▸ TASK STATEMENT: Copy out the lines below, starting at the first one and ending at the line that contains "M73 123L100 188L115", both included, and leave out the pictures.

****

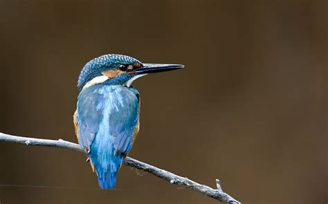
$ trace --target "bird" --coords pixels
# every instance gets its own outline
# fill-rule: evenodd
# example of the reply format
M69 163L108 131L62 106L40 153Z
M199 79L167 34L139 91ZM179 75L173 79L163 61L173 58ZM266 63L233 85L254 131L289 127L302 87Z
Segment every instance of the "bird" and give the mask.
M73 123L100 188L115 187L117 173L139 132L140 94L132 82L148 74L183 67L143 63L116 54L95 58L83 67Z

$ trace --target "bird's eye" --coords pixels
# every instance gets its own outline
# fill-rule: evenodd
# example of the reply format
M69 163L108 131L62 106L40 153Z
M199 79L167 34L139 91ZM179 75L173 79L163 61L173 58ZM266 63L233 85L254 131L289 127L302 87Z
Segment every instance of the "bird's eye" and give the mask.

****

▸ WORKED ANSWER:
$ trace --target "bird" --coords pixels
# every instance gets its own outline
# fill-rule: evenodd
# example of the reply format
M69 163L108 131L62 106L40 153Z
M199 79L167 34L139 91ZM179 75L173 79L163 61L173 58ZM266 63L233 85L254 131L289 127L302 87Z
Segment every instance of the "bird" and give the mask.
M73 123L100 188L115 187L117 173L139 132L140 94L132 82L148 74L183 67L143 63L116 54L95 58L83 67Z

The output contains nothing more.